Assume f(x+T)=f(x) is a periodic function for some T\in (0,2\pi ].

\begin{aligned} & x\overset{f} \longrightarrow \cos^7x \\ \sim\enspace & x\overset{g}\longrightarrow \cos x\overset{h}\longrightarrow \cos^7x \\ \end{aligned}

where g(x)=\cos x, h(x)=x^7, and f=h\circ g.

g:[0,\pi ]\to [-1,1] by x\mapsto \cos x is one-to-one and onto.

h:[-1,1]\to [-1,1] by x\mapsto x^7 is injective and surjective as well.

Hence f, the composition h\circ g of bijections g and h, is also bijective. Besides f:[0,\pi ]\to [-1,1] is a continuously differentiable function that f(0)=1, f(\frac{\pi}{2}) =0, and f(\pi )=-1.

» Data lines:
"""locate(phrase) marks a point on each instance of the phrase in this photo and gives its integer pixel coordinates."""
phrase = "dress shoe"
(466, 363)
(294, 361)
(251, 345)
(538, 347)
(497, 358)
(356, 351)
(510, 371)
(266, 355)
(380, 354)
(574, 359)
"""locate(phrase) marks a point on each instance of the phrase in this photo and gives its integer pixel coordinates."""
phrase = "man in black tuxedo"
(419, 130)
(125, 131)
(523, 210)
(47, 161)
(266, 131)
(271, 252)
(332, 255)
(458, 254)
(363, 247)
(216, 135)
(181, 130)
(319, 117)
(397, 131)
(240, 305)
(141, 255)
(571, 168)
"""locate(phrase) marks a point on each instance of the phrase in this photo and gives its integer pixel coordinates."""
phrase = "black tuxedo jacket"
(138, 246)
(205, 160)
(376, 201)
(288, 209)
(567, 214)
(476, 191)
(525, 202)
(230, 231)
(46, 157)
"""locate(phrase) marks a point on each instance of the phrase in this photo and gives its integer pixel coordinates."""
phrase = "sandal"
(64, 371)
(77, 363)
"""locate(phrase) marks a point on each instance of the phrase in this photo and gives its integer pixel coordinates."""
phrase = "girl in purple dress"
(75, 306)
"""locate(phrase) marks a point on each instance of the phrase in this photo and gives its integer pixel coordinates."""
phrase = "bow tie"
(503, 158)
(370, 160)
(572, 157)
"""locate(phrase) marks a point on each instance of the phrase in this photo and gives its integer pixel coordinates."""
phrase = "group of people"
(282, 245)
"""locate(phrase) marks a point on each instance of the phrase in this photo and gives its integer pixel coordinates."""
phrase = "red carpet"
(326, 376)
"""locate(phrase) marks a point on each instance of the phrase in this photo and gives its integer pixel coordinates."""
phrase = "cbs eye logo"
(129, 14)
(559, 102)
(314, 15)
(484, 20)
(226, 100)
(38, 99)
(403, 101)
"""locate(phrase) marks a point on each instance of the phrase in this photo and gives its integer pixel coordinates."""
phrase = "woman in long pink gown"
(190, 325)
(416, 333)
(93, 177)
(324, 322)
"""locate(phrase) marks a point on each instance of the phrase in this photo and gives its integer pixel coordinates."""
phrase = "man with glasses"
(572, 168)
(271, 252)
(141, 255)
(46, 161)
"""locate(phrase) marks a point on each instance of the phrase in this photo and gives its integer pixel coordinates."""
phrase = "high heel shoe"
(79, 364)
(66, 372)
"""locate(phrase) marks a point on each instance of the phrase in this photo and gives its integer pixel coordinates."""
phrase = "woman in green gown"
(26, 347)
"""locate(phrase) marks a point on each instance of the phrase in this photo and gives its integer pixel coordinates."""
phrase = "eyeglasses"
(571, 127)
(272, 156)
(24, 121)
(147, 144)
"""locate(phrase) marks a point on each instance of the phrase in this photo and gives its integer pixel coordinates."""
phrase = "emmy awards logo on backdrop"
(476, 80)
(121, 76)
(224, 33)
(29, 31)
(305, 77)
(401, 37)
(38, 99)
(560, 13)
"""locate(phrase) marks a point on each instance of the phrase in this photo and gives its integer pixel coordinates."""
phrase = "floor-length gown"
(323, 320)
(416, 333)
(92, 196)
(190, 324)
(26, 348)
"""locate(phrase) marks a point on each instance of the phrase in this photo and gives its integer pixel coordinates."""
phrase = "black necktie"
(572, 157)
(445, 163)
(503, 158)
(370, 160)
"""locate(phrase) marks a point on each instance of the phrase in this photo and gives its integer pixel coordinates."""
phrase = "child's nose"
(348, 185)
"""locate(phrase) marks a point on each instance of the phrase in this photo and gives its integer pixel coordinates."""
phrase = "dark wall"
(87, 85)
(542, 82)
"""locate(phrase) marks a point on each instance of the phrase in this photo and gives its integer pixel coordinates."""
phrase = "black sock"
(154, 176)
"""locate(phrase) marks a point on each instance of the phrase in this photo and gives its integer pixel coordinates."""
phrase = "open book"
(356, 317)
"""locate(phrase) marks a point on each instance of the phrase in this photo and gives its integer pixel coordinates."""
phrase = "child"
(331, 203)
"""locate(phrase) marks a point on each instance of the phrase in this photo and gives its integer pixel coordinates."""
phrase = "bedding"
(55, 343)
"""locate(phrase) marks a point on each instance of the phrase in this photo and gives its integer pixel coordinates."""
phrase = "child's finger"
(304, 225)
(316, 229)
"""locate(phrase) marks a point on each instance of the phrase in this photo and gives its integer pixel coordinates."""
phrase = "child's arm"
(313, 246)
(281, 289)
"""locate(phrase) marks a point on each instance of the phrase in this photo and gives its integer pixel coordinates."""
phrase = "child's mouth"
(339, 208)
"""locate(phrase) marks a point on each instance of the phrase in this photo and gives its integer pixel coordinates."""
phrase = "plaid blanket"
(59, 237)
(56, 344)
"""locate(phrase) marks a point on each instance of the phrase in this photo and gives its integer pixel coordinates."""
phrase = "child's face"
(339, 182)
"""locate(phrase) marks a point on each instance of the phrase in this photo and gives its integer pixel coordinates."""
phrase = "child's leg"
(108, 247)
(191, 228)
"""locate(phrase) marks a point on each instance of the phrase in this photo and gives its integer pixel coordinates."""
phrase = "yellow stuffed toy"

» Your instructions: Write out the entire excerpt on the period of cos^7 x word for word.

» Response to the exercise:
Assume f(x+T)=f(x) is a periodic function for some T\in (0,2\pi ].

\begin{aligned} & x\overset{f} \longrightarrow \cos^7x \\ \sim\enspace & x\overset{g}\longrightarrow \cos x\overset{h}\longrightarrow \cos^7x \\ \end{aligned}

where g(x)=\cos x, h(x)=x^7, and f=h\circ g.

g:[0,\pi ]\to [-1,1] by x\mapsto \cos x is one-to-one and onto.

h:[-1,1]\to [-1,1] by x\mapsto x^7 is injective and surjective as well.

Hence f, the composition h\circ g of bijections g and h, is also bijective. Besides f:[0,\pi ]\to [-1,1] is a continuously differentiable function that f(0)=1, f(\frac{\pi}{2}) =0, and f(\pi )=-1.